-- Data follows --
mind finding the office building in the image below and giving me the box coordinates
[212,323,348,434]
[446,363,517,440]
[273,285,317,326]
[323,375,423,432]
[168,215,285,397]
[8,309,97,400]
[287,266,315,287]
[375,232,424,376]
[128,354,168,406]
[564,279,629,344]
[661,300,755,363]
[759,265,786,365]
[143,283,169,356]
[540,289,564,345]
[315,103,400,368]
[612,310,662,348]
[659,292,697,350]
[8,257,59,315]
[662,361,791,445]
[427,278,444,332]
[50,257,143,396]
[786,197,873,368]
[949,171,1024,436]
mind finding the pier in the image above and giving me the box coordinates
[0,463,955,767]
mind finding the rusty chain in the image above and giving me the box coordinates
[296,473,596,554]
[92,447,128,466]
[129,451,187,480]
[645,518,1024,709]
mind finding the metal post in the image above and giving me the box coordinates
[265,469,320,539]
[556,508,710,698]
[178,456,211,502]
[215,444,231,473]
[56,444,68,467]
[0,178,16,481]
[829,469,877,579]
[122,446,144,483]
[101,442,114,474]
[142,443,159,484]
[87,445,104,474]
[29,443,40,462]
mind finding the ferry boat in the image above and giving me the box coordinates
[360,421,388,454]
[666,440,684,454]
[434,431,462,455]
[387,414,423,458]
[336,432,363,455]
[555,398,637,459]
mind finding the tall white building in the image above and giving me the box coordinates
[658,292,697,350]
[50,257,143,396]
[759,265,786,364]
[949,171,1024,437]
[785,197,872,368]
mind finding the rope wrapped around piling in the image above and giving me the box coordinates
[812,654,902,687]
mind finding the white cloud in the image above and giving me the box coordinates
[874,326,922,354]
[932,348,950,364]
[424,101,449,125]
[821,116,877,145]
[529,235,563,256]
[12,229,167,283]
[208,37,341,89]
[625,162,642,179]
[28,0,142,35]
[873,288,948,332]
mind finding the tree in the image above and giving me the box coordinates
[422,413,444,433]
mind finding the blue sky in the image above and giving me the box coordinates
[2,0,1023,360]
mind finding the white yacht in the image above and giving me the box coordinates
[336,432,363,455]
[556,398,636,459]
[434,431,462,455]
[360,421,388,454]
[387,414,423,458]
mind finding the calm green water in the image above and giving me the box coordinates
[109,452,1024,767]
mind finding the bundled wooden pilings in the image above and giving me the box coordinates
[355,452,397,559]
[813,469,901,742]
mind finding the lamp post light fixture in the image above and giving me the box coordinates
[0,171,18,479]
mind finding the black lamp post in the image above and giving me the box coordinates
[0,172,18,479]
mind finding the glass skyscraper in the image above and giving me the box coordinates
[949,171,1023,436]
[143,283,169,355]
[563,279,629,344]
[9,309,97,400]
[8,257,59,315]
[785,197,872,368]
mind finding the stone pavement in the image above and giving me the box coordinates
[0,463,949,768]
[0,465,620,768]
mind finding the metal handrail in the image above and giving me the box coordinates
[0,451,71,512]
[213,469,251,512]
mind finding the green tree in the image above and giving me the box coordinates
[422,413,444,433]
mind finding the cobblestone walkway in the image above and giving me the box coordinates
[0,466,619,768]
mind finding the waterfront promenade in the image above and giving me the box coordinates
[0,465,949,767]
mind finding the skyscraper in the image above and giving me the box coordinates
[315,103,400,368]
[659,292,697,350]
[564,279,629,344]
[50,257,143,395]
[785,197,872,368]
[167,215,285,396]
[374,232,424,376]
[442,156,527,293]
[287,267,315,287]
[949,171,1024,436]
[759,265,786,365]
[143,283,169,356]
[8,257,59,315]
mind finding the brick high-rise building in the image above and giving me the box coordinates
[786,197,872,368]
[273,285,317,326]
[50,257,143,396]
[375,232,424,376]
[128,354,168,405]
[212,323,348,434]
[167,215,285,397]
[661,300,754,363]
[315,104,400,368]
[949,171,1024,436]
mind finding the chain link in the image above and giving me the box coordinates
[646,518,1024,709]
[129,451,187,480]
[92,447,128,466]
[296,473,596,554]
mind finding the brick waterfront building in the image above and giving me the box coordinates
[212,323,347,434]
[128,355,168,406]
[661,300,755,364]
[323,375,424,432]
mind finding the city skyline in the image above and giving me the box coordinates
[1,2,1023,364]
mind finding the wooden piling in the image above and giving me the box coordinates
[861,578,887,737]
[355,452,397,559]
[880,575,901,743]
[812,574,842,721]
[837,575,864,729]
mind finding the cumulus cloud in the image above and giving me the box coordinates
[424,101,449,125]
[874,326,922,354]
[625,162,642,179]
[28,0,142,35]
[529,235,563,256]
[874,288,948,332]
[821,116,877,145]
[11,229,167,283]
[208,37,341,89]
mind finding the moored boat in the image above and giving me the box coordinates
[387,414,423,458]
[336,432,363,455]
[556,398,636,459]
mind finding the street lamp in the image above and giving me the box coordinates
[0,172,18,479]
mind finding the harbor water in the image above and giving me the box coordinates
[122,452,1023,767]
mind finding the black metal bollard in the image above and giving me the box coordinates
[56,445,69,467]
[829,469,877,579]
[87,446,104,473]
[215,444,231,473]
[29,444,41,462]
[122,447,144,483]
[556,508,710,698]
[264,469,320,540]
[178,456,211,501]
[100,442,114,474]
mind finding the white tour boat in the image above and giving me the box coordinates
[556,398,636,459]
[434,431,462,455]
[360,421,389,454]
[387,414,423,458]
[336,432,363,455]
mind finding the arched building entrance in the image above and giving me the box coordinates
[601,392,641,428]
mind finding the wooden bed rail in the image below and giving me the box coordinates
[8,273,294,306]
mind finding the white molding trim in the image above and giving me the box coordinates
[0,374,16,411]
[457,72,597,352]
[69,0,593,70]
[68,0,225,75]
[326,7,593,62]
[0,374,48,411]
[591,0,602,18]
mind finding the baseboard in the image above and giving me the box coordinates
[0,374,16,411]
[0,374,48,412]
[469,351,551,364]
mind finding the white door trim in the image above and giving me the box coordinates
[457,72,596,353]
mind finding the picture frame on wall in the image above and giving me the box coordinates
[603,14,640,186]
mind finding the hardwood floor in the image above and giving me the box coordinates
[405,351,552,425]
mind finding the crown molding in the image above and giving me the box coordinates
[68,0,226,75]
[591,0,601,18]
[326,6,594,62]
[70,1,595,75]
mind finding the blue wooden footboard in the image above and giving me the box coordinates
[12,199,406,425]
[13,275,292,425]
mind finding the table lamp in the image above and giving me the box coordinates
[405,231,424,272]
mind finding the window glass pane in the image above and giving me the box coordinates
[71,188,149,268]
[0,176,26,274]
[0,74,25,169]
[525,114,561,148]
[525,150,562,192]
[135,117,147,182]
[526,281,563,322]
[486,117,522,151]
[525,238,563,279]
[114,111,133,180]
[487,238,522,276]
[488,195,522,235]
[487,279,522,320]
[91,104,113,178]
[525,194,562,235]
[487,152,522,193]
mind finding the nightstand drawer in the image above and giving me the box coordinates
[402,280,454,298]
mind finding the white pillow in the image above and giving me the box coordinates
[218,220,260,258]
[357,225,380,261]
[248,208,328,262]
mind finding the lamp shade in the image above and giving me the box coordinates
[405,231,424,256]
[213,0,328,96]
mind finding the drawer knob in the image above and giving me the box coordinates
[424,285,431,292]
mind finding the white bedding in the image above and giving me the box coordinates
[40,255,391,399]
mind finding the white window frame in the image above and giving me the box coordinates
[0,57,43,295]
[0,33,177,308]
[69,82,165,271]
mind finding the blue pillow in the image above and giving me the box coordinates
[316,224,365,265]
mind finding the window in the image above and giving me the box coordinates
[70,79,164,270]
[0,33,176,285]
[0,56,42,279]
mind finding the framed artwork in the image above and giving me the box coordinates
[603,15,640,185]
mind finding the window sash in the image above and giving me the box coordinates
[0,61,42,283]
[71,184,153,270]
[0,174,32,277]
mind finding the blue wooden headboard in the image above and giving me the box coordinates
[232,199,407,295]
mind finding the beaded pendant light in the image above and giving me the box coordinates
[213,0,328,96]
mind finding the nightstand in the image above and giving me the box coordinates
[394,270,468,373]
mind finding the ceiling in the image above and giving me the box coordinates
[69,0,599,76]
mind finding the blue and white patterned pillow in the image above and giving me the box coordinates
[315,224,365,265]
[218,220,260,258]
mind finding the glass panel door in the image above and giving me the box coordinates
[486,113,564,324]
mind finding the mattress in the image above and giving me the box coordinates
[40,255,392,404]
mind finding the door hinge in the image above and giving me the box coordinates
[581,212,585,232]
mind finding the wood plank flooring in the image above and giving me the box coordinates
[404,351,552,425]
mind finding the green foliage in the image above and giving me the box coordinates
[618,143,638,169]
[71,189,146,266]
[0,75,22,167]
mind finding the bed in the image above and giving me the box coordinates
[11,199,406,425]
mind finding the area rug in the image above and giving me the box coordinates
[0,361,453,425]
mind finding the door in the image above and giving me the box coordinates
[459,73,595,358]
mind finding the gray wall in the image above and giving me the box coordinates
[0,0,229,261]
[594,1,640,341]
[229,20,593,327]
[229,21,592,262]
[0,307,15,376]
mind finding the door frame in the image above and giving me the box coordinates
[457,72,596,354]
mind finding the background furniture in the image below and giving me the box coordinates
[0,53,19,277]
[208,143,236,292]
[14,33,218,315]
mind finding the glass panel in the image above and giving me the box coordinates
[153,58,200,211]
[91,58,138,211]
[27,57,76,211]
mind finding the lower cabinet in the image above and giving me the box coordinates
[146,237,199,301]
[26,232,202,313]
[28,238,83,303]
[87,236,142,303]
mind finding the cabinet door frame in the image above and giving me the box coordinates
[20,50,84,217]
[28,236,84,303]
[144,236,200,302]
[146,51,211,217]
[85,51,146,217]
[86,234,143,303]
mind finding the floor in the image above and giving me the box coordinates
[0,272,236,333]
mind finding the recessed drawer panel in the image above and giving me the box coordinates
-- Data concluded --
• [Work to complete] Exact copies of the lines from the one with "mind finding the area" through the final line of the listing should be returned, and no other lines.

• [Your response]
mind finding the area rug in the image above and giving me the box coordinates
[0,361,453,425]
mind finding the door in the image above and giving me the box coordinates
[459,73,595,358]
mind finding the gray wall in the image above and giving me the box coordinates
[0,0,229,261]
[594,1,640,341]
[229,20,593,327]
[229,21,592,262]
[0,307,15,376]
mind finding the door frame in the image above and giving me the box coordinates
[457,72,596,354]
mind finding the background furniture in the image below and giving me the box coordinates
[0,53,19,277]
[208,143,236,292]
[14,33,218,315]
mind finding the glass panel in the image above and giving me the box coordinates
[153,58,200,211]
[91,58,138,211]
[27,57,76,211]
mind finding the lower cabinet in the image above and giving me the box coordinates
[146,237,199,301]
[26,232,202,313]
[28,238,83,303]
[87,236,142,303]
mind finding the cabinet door frame in the image above and giving me the box coordinates
[20,50,84,217]
[28,236,84,303]
[144,236,200,302]
[146,51,211,217]
[85,51,146,217]
[86,234,143,303]
mind finding the floor in the image above and giving me the box coordinates
[0,272,236,333]
mind finding the recessed drawer panel in the image above and giving me the box coordinates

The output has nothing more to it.